**TASK DIRECTIONS:**
Transcribe the material verbatim in full; the pictures do not belong in the copy.

* Begin RAW DATA *

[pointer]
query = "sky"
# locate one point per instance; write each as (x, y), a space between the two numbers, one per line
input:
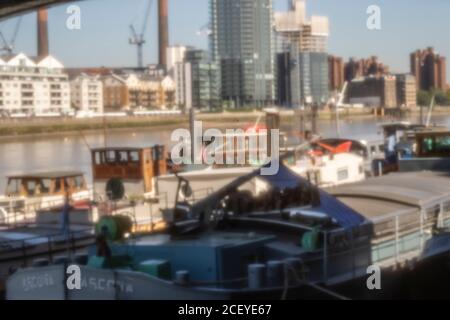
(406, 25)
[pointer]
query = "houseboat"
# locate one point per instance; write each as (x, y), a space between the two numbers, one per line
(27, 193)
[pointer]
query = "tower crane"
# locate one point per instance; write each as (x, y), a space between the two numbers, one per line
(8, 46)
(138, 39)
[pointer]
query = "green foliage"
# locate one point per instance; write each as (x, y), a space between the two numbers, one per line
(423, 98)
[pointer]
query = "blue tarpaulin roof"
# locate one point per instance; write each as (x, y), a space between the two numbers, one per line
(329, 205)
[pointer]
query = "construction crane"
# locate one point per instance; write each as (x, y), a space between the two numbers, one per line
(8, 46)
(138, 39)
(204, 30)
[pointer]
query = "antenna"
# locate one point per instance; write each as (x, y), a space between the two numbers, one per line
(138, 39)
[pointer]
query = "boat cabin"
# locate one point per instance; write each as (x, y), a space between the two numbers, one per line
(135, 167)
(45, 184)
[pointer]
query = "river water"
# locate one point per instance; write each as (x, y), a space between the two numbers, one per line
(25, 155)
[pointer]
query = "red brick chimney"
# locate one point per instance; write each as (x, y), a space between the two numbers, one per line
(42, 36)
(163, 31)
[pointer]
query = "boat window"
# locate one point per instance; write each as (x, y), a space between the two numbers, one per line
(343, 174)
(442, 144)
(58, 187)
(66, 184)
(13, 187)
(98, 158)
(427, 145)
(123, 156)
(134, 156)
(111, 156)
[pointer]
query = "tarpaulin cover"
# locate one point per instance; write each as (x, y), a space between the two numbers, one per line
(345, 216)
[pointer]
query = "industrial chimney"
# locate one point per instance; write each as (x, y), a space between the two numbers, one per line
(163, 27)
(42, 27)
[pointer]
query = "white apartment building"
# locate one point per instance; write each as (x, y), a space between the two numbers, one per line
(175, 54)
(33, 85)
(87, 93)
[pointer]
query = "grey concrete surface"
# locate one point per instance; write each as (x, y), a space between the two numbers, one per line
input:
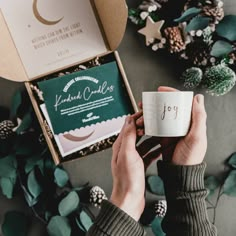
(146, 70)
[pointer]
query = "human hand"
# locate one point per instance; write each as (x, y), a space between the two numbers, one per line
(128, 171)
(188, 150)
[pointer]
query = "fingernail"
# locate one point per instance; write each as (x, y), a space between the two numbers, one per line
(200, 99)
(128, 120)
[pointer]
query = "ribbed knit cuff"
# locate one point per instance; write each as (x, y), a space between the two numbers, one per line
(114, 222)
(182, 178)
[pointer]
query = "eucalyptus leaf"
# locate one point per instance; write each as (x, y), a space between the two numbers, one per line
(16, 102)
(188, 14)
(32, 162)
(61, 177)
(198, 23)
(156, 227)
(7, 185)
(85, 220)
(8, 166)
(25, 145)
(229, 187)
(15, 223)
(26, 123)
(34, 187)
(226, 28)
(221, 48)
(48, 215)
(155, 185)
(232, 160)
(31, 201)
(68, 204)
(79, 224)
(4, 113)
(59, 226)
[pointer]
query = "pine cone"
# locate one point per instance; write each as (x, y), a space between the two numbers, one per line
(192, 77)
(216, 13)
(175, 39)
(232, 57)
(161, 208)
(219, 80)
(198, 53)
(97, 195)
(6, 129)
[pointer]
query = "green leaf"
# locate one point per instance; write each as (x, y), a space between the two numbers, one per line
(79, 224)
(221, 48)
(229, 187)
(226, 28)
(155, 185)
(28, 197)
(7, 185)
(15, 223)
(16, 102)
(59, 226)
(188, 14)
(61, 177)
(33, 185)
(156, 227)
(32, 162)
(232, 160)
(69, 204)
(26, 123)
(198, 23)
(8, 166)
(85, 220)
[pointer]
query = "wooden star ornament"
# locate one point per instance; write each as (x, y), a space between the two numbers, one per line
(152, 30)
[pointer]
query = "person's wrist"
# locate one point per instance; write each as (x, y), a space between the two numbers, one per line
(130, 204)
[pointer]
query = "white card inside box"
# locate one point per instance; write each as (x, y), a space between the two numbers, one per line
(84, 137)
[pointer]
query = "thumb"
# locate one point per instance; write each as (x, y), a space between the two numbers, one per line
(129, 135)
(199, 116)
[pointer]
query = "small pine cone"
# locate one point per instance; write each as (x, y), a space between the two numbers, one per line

* End RAW DATA *

**RESPONSE TO THIS EXERCISE:**
[pointer]
query = "sky"
# locate one point per instance; write each as (x, y), a space between the two numbers, one per line
input:
(406, 25)
[pointer]
query = "houseboat"
# locate one point per instance; write each as (x, y), a space between the two numbers, one per line
(27, 193)
[pointer]
query = "tower crane"
# locate one point per instance; write each as (x, y), a space between the two numbers, one per line
(8, 46)
(138, 39)
[pointer]
query = "green foliage"
# locate one point per instance; write each as (x, y), a space between the two numbers, one per line
(423, 98)
[pointer]
query = "blue tarpaulin roof"
# locate one point per instance; write each as (x, y), a space between the two numbers, one per line
(329, 205)
[pointer]
query = "construction crane"
# locate one point per instance; write each as (x, y), a space between the two numbers, one per line
(8, 46)
(138, 39)
(204, 30)
[pointer]
query = "antenna"
# locate one point per instance; write each as (x, y), a space between the two numbers, one per line
(138, 39)
[pointer]
query = "boat cabin"
# locate one point per instance; write each as (x, y), a space between the two numbers, one per line
(135, 167)
(45, 184)
[pointer]
query = "river water"
# locate one point per instance; write each as (x, y), a space between the two numbers, one per line
(25, 155)
[pointer]
query = "red brick chimney"
# locate one point per instance; write each as (x, y), a space between the two numbers, one per line
(42, 36)
(163, 31)
[pointer]
query = "boat window"
# locate one point per instance; write each as (x, y), a space between the two numbers, one per line
(343, 174)
(442, 144)
(58, 187)
(66, 184)
(13, 187)
(98, 158)
(427, 145)
(123, 156)
(134, 156)
(111, 156)
[pointer]
query = "tarpaulin cover"
# locate one point per instance; write each as (x, y), a space between the two numbers, one per line
(345, 216)
[pointer]
query = "industrial chimney"
# locate one point per instance; write each as (x, y), a space between the two numbers, one per line
(163, 27)
(42, 27)
[pointer]
query = "white apartment building"
# locate one point per instance; write each as (x, y), a space between the two numbers, one per line
(175, 54)
(33, 85)
(87, 93)
[pointer]
query = "grey concrete surface"
# locate one point per instance; write each as (x, y), a space between the two numbers, one per line
input:
(146, 70)
[pointer]
query = "human hand"
# locate one point per instance; write each as (x, y), a space between the two numbers, one per line
(128, 171)
(188, 150)
[pointer]
query = "fingernail"
# locate one point per instance; write each as (x, y), a space between the two numbers, one per line
(200, 99)
(128, 120)
[pointer]
query = "ribbed knit cuff"
# locate one point per instance; write each as (x, y), a space between the two numbers, one per line
(114, 222)
(182, 178)
[pointer]
query = "eucalyptus leaf"
# locate one point per instance; write each as (x, y), a space between the two numbers, one per line
(16, 102)
(188, 14)
(32, 162)
(61, 177)
(198, 23)
(156, 227)
(7, 185)
(85, 220)
(8, 166)
(25, 145)
(229, 187)
(15, 223)
(26, 123)
(34, 187)
(226, 28)
(221, 48)
(48, 215)
(155, 185)
(232, 160)
(31, 201)
(68, 204)
(79, 224)
(4, 113)
(59, 226)
[pointer]
query = "pine cone"
# locate one point per instance; write each as (x, y), a space between the two numbers, one per line
(192, 77)
(216, 13)
(175, 39)
(232, 57)
(161, 208)
(219, 80)
(198, 53)
(97, 195)
(6, 129)
[pointer]
query = "green leaf"
# locate one point per instance; write each as (x, y), a space between the two numbers, one per line
(79, 224)
(221, 48)
(229, 187)
(226, 28)
(155, 185)
(28, 197)
(7, 185)
(15, 223)
(16, 102)
(59, 226)
(188, 14)
(61, 177)
(33, 185)
(156, 227)
(32, 162)
(232, 160)
(69, 204)
(26, 123)
(198, 23)
(8, 166)
(85, 220)
[pointer]
query = "wooden star ornament"
# locate one point per instance; write each as (x, y), a space between the two numbers, one per line
(152, 30)
[pointer]
query = "person's wrist"
# locate one point per instance; write each as (x, y), a space between the two numbers, one per line
(130, 204)
[pointer]
query = "white card inside box"
# locate one point per instance; write each as (x, y), a space between the two numbers, one per line
(84, 137)
[pointer]
query = "thumb"
# locate one point per instance; write each as (x, y), a space between the two numbers, one per line
(129, 135)
(199, 116)
[pointer]
query = "small pine cone"
# locate one point per instance; write each as (x, y), a space between the two numbers, one per line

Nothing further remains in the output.